[本文抜粋]:
◆ ◆ ◆
うつの改善に食事・運動・瞑想が大切である理由
当ブログではうつ病予防と、うつの症状を食事と栄養(主に腸内フローラ・腸内環境改善と糖質制限)で治すための方法について書いています(あくまでうつの症状をやわらげるためのひとつの手段です)。
今回はうつの改善に食事・運動・瞑想が大切である理由について書いていきたいと思います。
これまではうつの症状を少しでもやわらげるための方法として、腸内フローラの改善と、糖質制限、油の摂り方などを取りあげてきました。
しかし、うつを改善していくためには、食事を変えるだけではなく、運動や瞑想を行うことも必要になってくると、私自身は感じています。
以下、運動と瞑想が必要な理由について述べていきたいと思います。
うつの症状をやわらげるためには食事・運動・瞑想の三つが大切になってきます。
運動がうつを改善する理由
運動を行うことは心と身体や、自律神経のバランスを整えるために必要不可欠です。
適度な運動は身体と心に様々な良い効果を与えてくれることはよく知られています。実際、運動をほとんど行わない毎日を過ごしていると、脳の同じ部位だけを使うようになり、心身のバランスは崩れていってしまいますが、ジョギングなどの運動を無理しない程度に行うことは、脳の様々な部位を刺激し、認知機能を改善することにつながっていきます。
特にうつの症状は脳の炎症と深く関係していると考えられますが、運動には体内で起こっている炎症を抑える働きがあるとされています。
とはいっても、うつの状態にあるときは、エネルギー不足も関係しているため、運動をしようという気がなかなか起きないものです。
そのため、無理に激しい運動や長時間の運動を行う必要は無く、ウォーキングやスロージョギングなどの有酸素運動を1日に20~30分程度マイペースで行うだけで十分です。
◆ ◆ ◆
[抜粋項目]:
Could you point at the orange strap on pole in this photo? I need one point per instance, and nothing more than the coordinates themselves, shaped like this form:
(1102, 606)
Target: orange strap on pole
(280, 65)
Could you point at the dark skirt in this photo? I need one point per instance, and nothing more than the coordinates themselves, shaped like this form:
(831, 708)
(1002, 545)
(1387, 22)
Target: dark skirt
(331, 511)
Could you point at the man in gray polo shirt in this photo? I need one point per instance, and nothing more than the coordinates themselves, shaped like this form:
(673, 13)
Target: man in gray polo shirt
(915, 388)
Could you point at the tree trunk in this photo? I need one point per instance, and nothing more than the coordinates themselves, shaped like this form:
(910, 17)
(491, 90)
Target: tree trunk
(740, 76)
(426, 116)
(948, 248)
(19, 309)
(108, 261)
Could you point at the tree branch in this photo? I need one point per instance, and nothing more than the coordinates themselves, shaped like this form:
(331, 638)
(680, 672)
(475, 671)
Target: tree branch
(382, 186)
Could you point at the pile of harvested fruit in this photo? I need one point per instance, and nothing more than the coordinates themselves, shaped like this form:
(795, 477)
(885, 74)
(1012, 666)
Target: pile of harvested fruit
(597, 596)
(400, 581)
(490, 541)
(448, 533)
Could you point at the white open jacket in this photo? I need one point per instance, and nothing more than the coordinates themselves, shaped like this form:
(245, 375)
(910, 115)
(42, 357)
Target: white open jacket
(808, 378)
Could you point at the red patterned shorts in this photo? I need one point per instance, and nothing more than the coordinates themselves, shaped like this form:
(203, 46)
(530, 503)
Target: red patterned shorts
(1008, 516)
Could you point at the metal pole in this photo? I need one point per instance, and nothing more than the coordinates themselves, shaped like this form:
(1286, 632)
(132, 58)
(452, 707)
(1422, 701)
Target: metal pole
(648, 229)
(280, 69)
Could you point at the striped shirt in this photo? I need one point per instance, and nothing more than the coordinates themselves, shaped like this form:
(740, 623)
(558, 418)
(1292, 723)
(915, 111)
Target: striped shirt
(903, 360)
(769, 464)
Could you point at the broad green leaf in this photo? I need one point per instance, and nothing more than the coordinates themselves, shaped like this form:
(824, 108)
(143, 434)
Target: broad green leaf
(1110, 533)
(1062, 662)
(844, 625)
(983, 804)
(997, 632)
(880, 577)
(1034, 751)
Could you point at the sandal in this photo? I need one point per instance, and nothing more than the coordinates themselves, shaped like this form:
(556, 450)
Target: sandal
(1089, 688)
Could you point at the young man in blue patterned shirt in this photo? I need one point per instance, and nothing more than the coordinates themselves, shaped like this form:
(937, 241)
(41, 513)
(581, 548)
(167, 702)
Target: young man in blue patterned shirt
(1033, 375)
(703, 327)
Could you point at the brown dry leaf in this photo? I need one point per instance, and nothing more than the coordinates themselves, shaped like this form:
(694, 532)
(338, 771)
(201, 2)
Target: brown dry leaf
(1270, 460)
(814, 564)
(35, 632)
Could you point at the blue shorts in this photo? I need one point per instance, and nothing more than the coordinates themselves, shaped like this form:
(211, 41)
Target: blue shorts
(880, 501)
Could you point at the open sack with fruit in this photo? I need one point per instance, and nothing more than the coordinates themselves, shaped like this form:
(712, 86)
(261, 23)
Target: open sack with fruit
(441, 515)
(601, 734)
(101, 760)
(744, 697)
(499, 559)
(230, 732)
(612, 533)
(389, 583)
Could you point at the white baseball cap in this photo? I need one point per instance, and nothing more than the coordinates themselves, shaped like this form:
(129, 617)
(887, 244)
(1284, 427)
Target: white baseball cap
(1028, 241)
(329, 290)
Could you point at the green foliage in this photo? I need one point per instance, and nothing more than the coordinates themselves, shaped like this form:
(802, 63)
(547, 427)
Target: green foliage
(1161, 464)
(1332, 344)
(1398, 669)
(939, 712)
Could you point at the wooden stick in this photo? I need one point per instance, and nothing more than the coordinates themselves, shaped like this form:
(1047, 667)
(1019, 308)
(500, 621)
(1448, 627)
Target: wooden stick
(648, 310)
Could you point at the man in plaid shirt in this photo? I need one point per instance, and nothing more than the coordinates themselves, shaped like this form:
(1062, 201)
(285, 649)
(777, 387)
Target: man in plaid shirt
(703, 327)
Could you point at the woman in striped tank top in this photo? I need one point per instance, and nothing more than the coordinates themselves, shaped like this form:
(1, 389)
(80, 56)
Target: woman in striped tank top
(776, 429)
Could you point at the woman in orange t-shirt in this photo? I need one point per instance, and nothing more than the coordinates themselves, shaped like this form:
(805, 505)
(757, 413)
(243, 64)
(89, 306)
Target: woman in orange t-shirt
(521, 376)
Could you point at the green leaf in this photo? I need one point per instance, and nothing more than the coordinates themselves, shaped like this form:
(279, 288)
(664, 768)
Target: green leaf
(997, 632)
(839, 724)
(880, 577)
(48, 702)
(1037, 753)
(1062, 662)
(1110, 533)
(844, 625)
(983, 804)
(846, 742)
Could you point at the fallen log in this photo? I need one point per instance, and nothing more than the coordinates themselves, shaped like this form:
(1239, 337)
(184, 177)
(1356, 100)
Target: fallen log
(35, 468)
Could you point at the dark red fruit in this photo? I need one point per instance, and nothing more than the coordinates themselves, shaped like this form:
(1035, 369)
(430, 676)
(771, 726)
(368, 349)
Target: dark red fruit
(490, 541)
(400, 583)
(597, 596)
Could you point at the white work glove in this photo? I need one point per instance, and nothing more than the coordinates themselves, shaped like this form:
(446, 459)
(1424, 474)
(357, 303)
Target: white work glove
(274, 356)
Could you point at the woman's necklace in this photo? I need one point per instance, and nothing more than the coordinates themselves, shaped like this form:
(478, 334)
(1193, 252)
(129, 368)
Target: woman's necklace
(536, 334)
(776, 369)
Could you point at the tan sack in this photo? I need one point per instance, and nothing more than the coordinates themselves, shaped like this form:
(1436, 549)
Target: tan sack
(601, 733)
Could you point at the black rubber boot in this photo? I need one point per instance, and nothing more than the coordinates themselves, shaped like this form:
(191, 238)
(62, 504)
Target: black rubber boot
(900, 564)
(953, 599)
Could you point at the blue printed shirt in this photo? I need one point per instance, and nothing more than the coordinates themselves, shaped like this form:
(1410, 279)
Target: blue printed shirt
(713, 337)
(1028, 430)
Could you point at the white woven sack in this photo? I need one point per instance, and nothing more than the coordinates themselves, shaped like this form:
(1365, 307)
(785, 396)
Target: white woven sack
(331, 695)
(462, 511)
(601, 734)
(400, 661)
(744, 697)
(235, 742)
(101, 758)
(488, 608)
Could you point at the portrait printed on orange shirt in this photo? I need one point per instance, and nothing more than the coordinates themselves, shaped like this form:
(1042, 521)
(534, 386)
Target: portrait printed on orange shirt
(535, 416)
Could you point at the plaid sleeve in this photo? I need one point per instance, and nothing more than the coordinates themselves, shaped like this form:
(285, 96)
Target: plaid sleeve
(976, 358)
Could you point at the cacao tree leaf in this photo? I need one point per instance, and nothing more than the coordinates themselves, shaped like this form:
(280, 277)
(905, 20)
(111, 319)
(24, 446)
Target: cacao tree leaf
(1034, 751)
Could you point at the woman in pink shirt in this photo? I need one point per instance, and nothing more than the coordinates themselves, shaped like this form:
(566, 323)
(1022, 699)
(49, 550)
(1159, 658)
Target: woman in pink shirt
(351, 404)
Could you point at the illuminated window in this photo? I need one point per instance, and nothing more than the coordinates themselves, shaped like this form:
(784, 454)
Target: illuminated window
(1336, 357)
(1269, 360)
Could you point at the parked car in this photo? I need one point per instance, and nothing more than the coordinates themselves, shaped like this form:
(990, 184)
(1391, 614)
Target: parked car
◆ ◆ ◆
[課題 1]:
うつの改善についての文章によると、運動には体内でどんな働きがあるとされていますか。
[課題 2]:
うつの改善についての文章から、「うつの症状をやわらげるためには食事・運動・瞑想の三つが大切になってきます。」で始まり「る働きがあるとされています。」まで続く部分を一字も変えずに抜き出してください。
[課題 3]:
うつの改善についての文章を、最後の文のあとから続けて書き進めてください。

[回答 1]:
体内で起こっている炎症を抑える働きがあるとされています。

[回答 2]:
うつの症状をやわらげるためには食事・運動・瞑想の三つが大切になってきます。
運動がうつを改善する理由
運動を行うことは心と身体や、自律神経のバランスを整えるために必要不可欠です。
適度な運動は身体と心に様々な良い効果を与えてくれることはよく知られています。実際、運動をほとんど行わない毎日を過ごしていると、脳の同じ部位だけを使うようになり、心身のバランスは崩れていってしまいますが、ジョギングなどの運動を無理しない程度に行うことは、脳の様々な部位を刺激し、認知機能を改善することにつながっていきます。
特にうつの症状は脳の炎症と深く関係していると考えられますが、運動には体内で起こっている炎症を抑える働きがあるとされています。

[回答 3]:
からだを動かすのがどうしても億劫な場合は、ヨガや気功など、家の中でもできる、ゆっくりとした運動を行うのが効果的です。
また、慢性的な運動不足や、長時間のデスクワークは、ストレスを溜め込むだけではなく、腸内環境を悪化させたり、便秘の原因になったりするので、注意が必要です。
うつ病には運動療法が効果があるという報告があります。どのような仕組みでうつ病が改善されるかはまだはっきりとはわかっていませんが、うつ病と診断された患者に運動療法を行うことで抗うつ薬の投与量を減らすことができたという報告もあります。
また、運動によって、脳由来神経栄養因子(BDNF)が抗うつ剤を投与するよりも増加したという報告もあり、精神科の医師の中には患者と一緒に走ることでうつ病を治療する、いわば「ジョギングセラピー」を実践している人もいます。(久保田競 田中宏暁『仕事に効く、脳を鍛える、スロージョギング』 角川グループパブリッシング p118)
運動が脳の健康にいいと言われるのは、単に運動が脳への血流を促進して、細胞の成長と維持のための栄養を届けてくれることだけではない。最新の科学によると、こんな五つのメリットがある。
- 炎症を抑える
- インスリン感受性を高める
- 血糖コントロールを改善する
- 記憶中枢を大きくする
- BDNFの量を増やす
(デイヴィッド・パールマター/クリスティン・ロバーグ『「いつものパン」があなたを殺す』白澤卓二訳 p273)
瞑想がうつを改善する理由
普段から習慣として瞑想を行うことは、心のトレーニングとして最適です。
しかしここでいう瞑想とは、特定の宗教を信じることとは一切関係なく、心が現在の瞬間を感じるよう、トレーニングすることです。
具体的には、ストレスを感じてイライラしたり、過去の嫌な出来事を思い出し、気持ちが沈みこんだり、これからのことを想像して不安になったりしたら、思考が過去や未来へ向かっているのを一旦ストップして、意識を現在に戻してあげることです。
このことはすなわち、頭のなかの様々な雑念に囚われすぎないように、心の状態をニュートラルにするということです。
日常生活のなかでは、何かの思いがけない出来事によって、私たちの頭のなかが一つの考え方に支配されてしまうのは当然ですが、その時は私たちの意識は現在の瞬間から遠ざかってしまっています。
もちろん、その遠ざかった状態から現在の瞬間に意識を戻すために、いきなり頭の中を空っぽにするというのは難しいですし、頭のなかを空っぽにして、しばらく目の前の風景を眺めていても、気がつくと、(イヤなことが起こった時は特に)過去に起きた出来事に想いを巡らせてしまっているのが普通です。
ところが、瞑想のトレーニングを毎日行うと、少しずつ、過去に引きずられる時間が短くなり、代わりに現在の瞬間に意識が向くようになります。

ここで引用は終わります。